◆ EXERCISE AIM: Everything in the data that follows has to be repeated verbatim.

◆ SUPPLIED RECORDS:
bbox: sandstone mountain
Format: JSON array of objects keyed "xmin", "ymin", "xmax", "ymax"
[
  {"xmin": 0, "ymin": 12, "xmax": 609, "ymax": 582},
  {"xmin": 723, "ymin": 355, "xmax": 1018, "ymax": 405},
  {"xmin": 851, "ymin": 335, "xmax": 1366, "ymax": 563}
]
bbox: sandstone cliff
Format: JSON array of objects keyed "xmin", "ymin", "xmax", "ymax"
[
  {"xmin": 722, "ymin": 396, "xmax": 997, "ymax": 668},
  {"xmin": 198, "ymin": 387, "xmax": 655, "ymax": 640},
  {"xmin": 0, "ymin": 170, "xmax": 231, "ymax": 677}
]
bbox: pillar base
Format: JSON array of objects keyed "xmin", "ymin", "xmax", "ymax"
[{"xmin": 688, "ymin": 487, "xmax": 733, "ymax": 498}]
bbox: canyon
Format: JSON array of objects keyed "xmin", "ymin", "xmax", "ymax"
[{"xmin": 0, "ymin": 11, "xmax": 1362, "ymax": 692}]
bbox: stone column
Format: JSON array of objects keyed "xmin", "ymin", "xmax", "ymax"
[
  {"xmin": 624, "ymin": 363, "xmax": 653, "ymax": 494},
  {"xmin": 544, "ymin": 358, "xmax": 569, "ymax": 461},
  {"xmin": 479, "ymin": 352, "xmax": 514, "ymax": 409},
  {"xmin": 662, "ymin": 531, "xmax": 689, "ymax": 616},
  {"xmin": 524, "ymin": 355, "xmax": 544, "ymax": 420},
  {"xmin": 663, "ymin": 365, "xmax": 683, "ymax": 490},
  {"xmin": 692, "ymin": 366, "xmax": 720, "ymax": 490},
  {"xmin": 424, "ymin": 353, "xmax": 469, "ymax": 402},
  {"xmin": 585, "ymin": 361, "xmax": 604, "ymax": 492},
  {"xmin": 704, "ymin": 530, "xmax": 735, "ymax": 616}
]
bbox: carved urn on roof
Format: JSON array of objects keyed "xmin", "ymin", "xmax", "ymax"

◆ WRITTEN SOLUTION:
bbox: sandstone mountain
Format: JSON array of objects keyed "xmin", "ymin", "xmax", "ymax"
[
  {"xmin": 0, "ymin": 12, "xmax": 609, "ymax": 582},
  {"xmin": 723, "ymin": 355, "xmax": 1018, "ymax": 405},
  {"xmin": 851, "ymin": 335, "xmax": 1366, "ymax": 563}
]
bbox: sandstone cliff
Format: JSON array of objects keyed "xmin", "ymin", "xmax", "ymax"
[
  {"xmin": 722, "ymin": 396, "xmax": 997, "ymax": 668},
  {"xmin": 198, "ymin": 387, "xmax": 655, "ymax": 640},
  {"xmin": 0, "ymin": 170, "xmax": 231, "ymax": 677}
]
bbox: pillar base
Format: JSON array of objects keyed "xmin", "ymin", "xmax", "ymax"
[{"xmin": 688, "ymin": 487, "xmax": 733, "ymax": 498}]
bbox: canyon
Format: JSON array of objects keyed "xmin", "ymin", "xmax", "ymax"
[{"xmin": 0, "ymin": 11, "xmax": 1362, "ymax": 692}]
bbox: stone column
Format: JSON array of objects keyed "xmin", "ymin", "xmax", "ymax"
[
  {"xmin": 624, "ymin": 363, "xmax": 653, "ymax": 494},
  {"xmin": 544, "ymin": 358, "xmax": 569, "ymax": 461},
  {"xmin": 479, "ymin": 352, "xmax": 514, "ymax": 409},
  {"xmin": 662, "ymin": 531, "xmax": 689, "ymax": 616},
  {"xmin": 524, "ymin": 355, "xmax": 544, "ymax": 420},
  {"xmin": 663, "ymin": 365, "xmax": 683, "ymax": 490},
  {"xmin": 692, "ymin": 366, "xmax": 720, "ymax": 490},
  {"xmin": 424, "ymin": 353, "xmax": 469, "ymax": 402},
  {"xmin": 585, "ymin": 361, "xmax": 604, "ymax": 492},
  {"xmin": 704, "ymin": 530, "xmax": 735, "ymax": 616}
]
bbox: carved urn on roof
Format: JSON array of objects keyed "xmin", "ymin", "xmax", "ymax"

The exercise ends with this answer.